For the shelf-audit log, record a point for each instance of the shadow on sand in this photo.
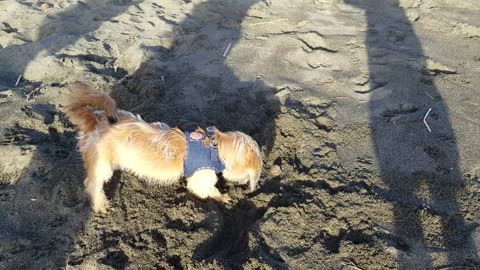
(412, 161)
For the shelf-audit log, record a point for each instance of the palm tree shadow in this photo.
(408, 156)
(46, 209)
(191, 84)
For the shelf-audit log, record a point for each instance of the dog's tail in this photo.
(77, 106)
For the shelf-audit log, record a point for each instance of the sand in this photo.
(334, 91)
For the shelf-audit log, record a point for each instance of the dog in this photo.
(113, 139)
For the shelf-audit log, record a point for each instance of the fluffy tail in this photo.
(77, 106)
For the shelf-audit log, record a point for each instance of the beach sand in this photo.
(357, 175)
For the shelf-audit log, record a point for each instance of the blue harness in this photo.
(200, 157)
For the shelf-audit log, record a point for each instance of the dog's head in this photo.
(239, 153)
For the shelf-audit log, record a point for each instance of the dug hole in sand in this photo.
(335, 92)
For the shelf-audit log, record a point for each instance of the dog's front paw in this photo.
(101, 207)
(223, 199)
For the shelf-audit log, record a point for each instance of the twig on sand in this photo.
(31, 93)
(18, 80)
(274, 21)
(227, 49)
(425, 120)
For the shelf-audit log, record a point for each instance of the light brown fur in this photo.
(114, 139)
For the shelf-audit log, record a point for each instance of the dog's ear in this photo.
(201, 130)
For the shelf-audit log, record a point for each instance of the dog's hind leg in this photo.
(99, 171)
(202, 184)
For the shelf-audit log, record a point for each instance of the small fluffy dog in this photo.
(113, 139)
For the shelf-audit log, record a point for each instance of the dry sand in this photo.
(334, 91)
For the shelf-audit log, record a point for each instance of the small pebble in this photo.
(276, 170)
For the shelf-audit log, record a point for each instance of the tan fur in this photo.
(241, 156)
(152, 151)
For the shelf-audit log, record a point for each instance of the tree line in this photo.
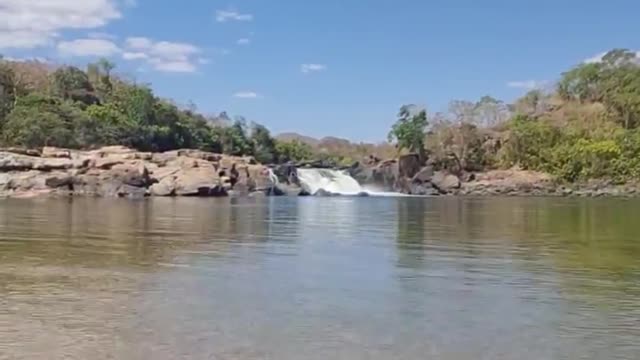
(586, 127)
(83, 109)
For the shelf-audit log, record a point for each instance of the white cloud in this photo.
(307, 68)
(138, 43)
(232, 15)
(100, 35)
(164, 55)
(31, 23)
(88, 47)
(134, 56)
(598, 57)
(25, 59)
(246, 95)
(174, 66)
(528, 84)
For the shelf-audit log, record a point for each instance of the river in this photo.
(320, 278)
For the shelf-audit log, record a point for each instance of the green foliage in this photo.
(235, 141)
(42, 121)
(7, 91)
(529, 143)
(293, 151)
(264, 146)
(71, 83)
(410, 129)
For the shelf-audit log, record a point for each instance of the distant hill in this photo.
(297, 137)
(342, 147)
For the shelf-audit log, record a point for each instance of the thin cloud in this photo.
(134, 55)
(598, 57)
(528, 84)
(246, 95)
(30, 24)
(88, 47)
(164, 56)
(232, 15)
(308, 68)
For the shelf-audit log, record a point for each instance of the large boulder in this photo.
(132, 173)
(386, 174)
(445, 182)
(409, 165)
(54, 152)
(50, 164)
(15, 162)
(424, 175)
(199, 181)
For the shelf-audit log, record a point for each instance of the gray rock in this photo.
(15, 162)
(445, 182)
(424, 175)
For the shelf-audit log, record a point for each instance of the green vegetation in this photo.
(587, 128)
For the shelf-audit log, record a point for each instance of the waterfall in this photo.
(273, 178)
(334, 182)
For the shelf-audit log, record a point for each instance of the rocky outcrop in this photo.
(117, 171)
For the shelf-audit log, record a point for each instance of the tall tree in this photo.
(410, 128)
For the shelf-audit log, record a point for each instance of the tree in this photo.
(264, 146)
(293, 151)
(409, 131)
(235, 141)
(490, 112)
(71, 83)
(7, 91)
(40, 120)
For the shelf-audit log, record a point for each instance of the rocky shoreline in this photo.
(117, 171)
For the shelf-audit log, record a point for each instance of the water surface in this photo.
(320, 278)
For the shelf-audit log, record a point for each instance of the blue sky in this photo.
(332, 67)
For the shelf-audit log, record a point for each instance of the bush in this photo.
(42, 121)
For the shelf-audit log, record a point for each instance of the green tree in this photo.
▬▬▬▬▬▬▬▬▬▬
> Aim of the task: Go back to the data above and please quote exactly, and only, the lines from the line with "tall tree in this photo." through its last line.

> Exercise response:
For the shelf-audit log, record a point for each instance of the tall tree in this photo.
(410, 128)
For the shelf-audit log, record a point for each instance of the tree in this photo.
(264, 146)
(293, 151)
(409, 131)
(235, 141)
(490, 112)
(71, 83)
(7, 91)
(40, 120)
For the shelf-audit log, record a point for each instance of the rocky shoreline in this photo.
(117, 171)
For the shelf-audit log, record a point for each instance of the water surface in this photo.
(320, 278)
For the shelf-audit log, record a point for each instance of the blue sky in this photo.
(332, 67)
For the shelf-audit log, record a point for each instance of the bush in this photo.
(42, 121)
For the shelf-audit log, record a point for each instance of the green tree in this photo.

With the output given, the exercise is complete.